Records to process:
•••••

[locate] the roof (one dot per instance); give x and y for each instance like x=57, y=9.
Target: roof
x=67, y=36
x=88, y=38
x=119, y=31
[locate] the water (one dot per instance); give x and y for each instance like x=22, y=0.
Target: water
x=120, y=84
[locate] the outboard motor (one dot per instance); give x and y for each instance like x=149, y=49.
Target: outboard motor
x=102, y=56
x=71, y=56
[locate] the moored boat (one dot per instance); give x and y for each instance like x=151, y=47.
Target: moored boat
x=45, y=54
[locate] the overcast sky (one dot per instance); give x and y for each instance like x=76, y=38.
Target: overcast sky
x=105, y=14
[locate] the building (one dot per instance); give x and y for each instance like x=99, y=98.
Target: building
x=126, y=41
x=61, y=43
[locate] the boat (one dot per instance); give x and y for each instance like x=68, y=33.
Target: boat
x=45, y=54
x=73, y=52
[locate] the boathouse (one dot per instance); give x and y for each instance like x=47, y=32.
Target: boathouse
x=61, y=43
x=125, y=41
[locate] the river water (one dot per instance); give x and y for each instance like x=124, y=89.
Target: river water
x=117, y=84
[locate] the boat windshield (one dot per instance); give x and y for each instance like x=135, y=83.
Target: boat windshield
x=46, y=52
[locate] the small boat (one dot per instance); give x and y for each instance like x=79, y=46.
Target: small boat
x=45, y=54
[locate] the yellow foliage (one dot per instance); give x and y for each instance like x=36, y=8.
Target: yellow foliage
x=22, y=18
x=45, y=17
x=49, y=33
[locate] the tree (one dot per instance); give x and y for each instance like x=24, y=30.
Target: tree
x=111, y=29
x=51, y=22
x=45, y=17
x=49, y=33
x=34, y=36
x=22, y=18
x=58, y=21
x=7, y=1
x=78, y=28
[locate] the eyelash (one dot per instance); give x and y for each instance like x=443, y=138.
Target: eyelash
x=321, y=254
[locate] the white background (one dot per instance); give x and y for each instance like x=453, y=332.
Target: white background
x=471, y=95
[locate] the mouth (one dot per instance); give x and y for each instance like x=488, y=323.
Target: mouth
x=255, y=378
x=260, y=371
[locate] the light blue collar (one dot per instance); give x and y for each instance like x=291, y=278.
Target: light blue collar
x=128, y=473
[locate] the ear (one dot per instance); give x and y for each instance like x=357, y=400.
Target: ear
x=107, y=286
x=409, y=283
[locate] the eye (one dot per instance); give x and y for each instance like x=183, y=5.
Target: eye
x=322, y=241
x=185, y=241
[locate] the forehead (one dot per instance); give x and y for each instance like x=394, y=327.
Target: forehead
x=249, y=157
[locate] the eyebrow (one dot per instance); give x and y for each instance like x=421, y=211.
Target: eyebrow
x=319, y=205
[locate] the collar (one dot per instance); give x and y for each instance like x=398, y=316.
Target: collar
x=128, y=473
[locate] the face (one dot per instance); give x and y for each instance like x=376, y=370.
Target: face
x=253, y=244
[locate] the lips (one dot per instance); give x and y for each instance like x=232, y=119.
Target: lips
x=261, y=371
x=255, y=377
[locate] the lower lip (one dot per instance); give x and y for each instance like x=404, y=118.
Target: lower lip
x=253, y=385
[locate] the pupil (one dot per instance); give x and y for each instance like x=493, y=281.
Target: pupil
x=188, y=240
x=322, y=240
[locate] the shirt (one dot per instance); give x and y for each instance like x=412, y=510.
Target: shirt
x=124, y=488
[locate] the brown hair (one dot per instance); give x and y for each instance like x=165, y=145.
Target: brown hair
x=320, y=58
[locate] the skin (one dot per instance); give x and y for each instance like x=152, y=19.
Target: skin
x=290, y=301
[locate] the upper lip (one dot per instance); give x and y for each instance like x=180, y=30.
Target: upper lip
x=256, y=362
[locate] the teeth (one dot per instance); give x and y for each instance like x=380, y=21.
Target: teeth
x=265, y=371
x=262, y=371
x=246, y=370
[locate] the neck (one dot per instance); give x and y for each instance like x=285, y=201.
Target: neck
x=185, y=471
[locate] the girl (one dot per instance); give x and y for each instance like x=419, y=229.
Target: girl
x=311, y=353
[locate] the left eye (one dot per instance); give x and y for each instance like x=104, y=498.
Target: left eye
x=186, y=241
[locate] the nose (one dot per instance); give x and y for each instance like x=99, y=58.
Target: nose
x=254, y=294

•••••

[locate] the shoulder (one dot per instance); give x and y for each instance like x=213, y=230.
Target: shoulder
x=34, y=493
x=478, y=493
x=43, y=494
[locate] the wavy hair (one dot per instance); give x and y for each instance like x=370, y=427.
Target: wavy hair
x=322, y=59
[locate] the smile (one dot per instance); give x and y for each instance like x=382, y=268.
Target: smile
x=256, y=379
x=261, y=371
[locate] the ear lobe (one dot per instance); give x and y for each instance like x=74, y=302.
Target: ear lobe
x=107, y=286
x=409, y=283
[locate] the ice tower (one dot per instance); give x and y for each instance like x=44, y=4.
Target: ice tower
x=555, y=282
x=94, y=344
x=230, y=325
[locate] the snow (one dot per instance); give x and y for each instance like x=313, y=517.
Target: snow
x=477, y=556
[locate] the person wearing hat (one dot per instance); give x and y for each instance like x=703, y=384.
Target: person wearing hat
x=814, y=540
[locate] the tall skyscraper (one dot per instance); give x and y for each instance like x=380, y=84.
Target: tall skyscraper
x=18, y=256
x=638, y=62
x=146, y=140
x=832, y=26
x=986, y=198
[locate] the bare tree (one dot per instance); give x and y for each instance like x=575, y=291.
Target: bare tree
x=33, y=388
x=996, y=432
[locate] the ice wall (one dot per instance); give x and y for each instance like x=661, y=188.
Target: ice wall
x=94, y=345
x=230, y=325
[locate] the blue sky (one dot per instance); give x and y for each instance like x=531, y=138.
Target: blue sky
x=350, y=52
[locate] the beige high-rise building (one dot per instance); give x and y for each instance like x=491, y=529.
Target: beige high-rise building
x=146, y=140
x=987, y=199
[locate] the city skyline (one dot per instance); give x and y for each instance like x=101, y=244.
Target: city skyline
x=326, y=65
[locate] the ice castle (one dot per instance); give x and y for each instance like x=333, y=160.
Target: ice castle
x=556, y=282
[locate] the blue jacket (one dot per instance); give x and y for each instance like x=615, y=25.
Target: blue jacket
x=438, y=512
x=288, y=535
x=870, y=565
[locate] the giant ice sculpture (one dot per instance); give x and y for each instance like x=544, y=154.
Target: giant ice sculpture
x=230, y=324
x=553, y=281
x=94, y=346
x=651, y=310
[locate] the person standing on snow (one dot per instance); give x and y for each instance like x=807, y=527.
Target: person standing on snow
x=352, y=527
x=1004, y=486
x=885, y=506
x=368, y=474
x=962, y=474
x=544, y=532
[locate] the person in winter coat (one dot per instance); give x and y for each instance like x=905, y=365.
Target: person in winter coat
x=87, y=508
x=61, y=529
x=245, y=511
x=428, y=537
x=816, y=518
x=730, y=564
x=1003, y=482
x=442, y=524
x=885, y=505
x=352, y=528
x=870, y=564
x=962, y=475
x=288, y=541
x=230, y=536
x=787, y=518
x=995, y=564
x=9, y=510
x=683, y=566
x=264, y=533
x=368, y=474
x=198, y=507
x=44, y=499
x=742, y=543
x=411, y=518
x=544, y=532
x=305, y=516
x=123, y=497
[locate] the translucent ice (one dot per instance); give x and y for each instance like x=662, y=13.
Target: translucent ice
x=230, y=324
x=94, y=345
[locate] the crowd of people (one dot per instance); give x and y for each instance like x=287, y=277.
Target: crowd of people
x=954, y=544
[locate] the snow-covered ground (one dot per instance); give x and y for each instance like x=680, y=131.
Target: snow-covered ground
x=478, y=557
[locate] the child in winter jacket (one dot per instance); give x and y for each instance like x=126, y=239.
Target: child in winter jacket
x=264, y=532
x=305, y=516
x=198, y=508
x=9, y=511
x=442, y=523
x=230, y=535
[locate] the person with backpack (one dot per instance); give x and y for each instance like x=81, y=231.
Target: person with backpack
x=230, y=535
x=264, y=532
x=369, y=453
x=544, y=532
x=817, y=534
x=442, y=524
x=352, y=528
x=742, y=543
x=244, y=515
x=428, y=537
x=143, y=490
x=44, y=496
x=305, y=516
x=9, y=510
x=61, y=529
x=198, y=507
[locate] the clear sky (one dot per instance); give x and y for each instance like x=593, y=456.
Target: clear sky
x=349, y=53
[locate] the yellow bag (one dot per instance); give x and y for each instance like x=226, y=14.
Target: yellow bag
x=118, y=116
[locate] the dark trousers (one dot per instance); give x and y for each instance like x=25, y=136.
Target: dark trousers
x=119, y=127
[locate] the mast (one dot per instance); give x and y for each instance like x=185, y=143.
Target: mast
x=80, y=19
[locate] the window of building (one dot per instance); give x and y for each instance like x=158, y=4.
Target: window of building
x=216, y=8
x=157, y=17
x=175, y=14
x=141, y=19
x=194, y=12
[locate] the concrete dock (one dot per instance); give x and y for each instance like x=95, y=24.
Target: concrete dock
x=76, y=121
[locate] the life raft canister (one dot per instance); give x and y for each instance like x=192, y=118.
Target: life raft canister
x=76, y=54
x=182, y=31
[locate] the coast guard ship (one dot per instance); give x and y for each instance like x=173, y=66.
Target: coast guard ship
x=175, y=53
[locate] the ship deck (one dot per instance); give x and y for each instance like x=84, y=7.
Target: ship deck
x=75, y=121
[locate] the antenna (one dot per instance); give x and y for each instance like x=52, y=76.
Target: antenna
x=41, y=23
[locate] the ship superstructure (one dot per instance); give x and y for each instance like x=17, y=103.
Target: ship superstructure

•••••

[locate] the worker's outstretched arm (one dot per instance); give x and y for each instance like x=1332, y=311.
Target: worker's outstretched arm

•••••

Task description:
Out of the data above, transcribe exactly and only the lines starting with the line that has "[locate] the blue jacket" and going on through the line that has "[locate] the giant", both included.

Answer for this exercise:
[locate] the blue jacket (one dot per instance); give x and y for each instance like x=615, y=25.
Target: blue jacket
x=438, y=512
x=288, y=535
x=870, y=565
[locate] the giant ice sculpture (one dot per instance); give x and y for each instance like x=544, y=154.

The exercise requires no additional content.